Work to be completed: Keep the images out and copy every entry below exactly.

┏━━

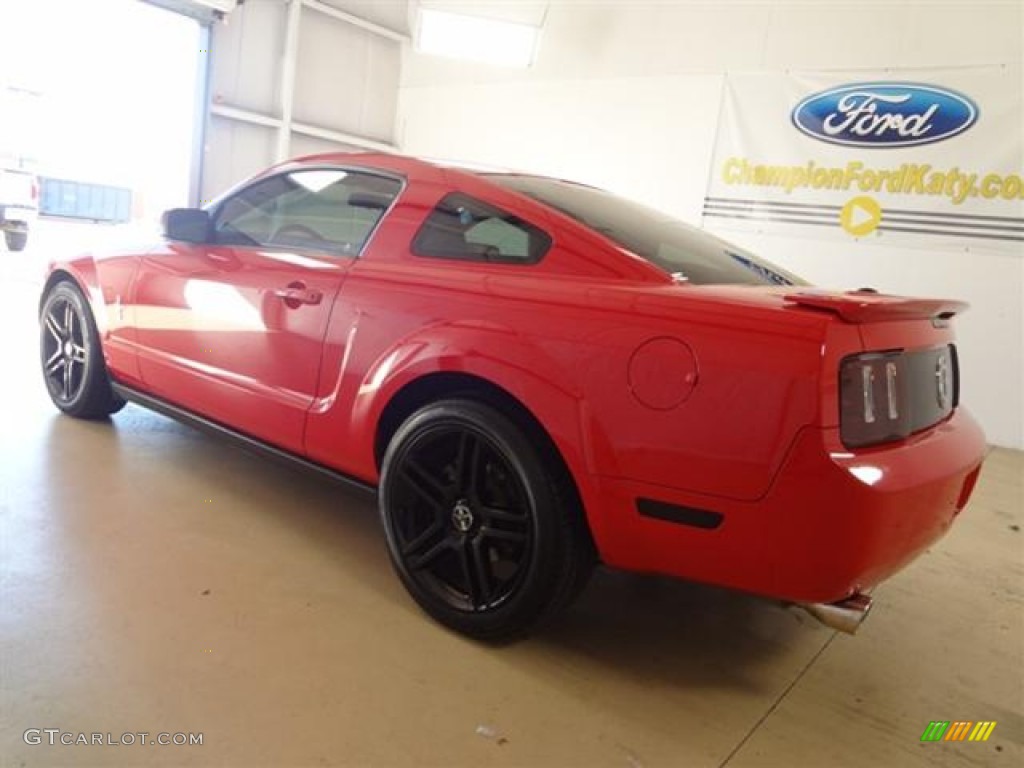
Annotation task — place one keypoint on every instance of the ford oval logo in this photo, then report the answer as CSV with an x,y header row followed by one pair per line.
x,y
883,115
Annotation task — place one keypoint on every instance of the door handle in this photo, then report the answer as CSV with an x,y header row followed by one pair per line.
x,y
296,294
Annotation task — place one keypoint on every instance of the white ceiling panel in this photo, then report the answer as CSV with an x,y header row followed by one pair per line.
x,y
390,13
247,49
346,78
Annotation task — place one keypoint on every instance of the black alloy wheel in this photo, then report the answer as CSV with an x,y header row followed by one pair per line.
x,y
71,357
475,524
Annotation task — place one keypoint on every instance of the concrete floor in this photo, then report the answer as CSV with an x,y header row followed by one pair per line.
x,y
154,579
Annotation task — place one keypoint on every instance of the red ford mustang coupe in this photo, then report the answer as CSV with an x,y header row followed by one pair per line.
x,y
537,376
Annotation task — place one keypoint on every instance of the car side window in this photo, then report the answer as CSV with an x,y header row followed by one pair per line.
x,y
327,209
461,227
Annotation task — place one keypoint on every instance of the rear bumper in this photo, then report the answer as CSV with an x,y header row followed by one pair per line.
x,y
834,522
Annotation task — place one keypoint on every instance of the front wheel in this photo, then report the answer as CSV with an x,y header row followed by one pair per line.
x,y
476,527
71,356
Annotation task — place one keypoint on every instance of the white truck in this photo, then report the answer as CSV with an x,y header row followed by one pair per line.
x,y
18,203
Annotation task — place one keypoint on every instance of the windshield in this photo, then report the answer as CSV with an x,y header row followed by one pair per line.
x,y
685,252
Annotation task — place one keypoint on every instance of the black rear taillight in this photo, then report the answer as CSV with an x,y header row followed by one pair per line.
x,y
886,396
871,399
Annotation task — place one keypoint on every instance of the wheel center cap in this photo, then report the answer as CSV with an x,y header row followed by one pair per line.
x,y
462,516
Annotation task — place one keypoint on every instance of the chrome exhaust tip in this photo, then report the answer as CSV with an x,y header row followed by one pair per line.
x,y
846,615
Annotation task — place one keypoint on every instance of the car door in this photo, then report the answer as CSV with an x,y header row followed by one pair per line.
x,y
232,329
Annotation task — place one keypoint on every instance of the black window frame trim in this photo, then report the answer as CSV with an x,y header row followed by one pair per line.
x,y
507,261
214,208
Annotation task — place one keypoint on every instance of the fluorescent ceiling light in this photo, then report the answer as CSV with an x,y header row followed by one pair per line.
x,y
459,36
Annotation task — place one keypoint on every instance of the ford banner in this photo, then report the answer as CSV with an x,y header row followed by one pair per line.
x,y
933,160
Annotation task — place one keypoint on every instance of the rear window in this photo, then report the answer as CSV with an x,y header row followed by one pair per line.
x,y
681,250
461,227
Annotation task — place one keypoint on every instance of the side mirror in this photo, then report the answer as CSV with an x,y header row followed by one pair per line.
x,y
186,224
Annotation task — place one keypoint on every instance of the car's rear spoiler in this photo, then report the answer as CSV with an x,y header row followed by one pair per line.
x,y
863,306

┗━━

Response to this task:
Annotation task — place one keypoint on every instance of the ford oval logo in this photo, then report the answer as CSV with an x,y header row followed by one pair per line.
x,y
883,115
Annotation task — place one keypoint on every instance of the door handle in this photo, then report the answer as CSV with an x,y header row followed by one pair per line.
x,y
296,294
Annotation task — place one keypoint on every instance of the white ceiling panel in this photo, then report the answer as CSV with an x,y header row followed by one pair per line.
x,y
390,13
247,49
346,78
Annotation task — place one keypoint on every instance of the black alloy wheel in this photo, then report the answer as CSV with an x,y header row followed by one pair per line.
x,y
71,357
475,524
Annotation task — place one keypoint on every instance of the concrete floor in this photo, then report the answer as CSV with an x,y header row followed by one pair per line.
x,y
154,579
Annotation task — place one keypoint on every instance of the red ford mustang coupe in this photo, then report the answer as CSV with an x,y header row followed by one pair per line.
x,y
537,376
Annotation task — place one keypoint on every instance of the car side window in this photo, then report the answer as CSV with an x,y header row followed by one pair per line.
x,y
327,209
461,227
Annotation task — place one keypoint on every instance of the rear bumper in this photo, then report the answer as CSV with an x,y header row followed by one pair per line.
x,y
834,522
Annotation task — place one keypoint on every instance of the front wheel in this photo, then report the answer as CSV with an x,y header row followed by one pair per line.
x,y
476,527
71,356
Annotation task — place one keypoint on every instance of the white truck in this photo, then report the answer as CSV with an x,y header row followed by one pair per line.
x,y
18,203
Annotation task — place one keypoint on every instance of the windshield in this photo, then report the answer as CSV with an x,y header row followed by one pair per line.
x,y
685,252
Annotation task — place one keypoint on every instance of the black rear taillight in this photo, then report the answer as CSV with an x,y header row followed by one pair per line.
x,y
886,396
871,399
Annotation task — place one keypoint on every instance of the wheel center cap in this photo, then report the answer as CSV with an x,y header row followed by one pair per line.
x,y
462,516
Annotation task — place one keypoint on every instance of the chrome exhaust tip in this photo, then report the answer as CSV with an x,y header row followed by one pair per line.
x,y
846,615
Annotation task — place one keypoint on every instance of the car door in this photo, then report the answer as CSV with an x,y header row followed by one pair per line.
x,y
232,329
Annotation task — place one keypoint on every instance of the black window frame trim in this photo, then report the answer as CSV with an x,y header row followed by one pair per line.
x,y
507,261
214,208
Annotation task — place one keypoint on every instance of the fluorescent ceiling light in this photo, then report the answer as CSV with an x,y header row followed by one pair per line.
x,y
459,36
Annotation task — place one keypoint on every instance of the ford banner in this photo, then report the answer as CSV with an x,y header row followed by one pair per line.
x,y
933,160
Annotation task — place one keypoint on every instance of the rear window in this photo, then report the answer as CSV with an x,y header row followed by one pair per line.
x,y
681,250
461,227
Annotation task — place one keypoint on every instance of the side mirror in this photo, then report the answer as CSV with an x,y header row followed by one pair per line.
x,y
186,224
Annotation task — place one keypoint on every instance of the car's rear spoiler in this photo, then report the answer as CSV with an x,y header row followed by one pair per line.
x,y
863,306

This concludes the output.